WHAT TO DO: How many rows below contain the string "wall"? Case counts. Reply with the number alone.

RECORDS FOR THE EXERCISE:
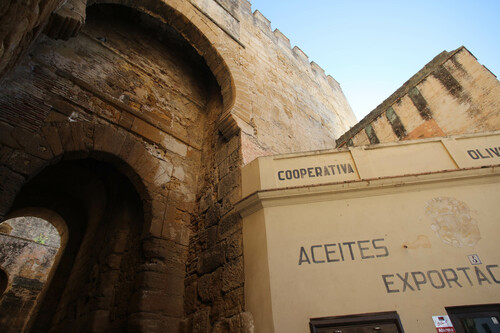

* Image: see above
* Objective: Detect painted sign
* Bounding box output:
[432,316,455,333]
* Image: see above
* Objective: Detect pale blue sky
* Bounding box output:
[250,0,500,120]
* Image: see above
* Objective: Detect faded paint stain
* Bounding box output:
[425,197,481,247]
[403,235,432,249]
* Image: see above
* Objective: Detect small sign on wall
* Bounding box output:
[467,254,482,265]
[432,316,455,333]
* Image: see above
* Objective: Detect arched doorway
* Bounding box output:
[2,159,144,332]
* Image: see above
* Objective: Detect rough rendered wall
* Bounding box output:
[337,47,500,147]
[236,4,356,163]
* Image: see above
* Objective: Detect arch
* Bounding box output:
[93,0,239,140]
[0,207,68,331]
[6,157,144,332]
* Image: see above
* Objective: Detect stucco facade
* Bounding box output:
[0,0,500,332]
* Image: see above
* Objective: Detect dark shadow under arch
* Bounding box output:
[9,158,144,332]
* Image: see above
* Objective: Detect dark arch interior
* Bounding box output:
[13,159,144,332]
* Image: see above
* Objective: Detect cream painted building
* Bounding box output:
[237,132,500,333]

* * *

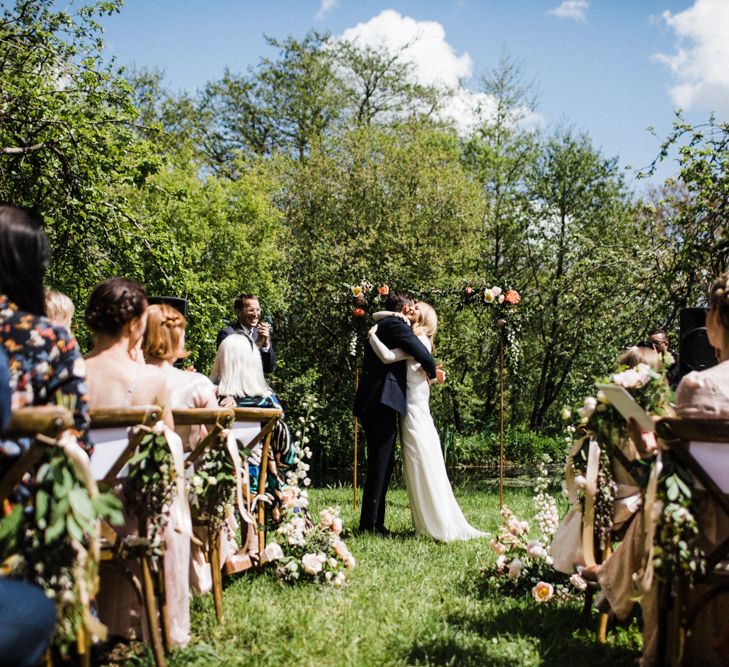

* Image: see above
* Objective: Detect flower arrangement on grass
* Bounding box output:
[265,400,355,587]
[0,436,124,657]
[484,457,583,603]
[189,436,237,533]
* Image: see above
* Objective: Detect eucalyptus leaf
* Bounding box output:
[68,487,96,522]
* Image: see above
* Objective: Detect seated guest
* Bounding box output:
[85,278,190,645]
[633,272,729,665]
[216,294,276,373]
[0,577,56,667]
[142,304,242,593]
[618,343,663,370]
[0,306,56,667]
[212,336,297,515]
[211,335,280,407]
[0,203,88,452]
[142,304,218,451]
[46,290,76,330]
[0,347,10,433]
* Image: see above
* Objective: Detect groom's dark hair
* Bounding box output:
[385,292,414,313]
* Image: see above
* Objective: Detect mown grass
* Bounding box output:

EXPECTED OUTPUT: 2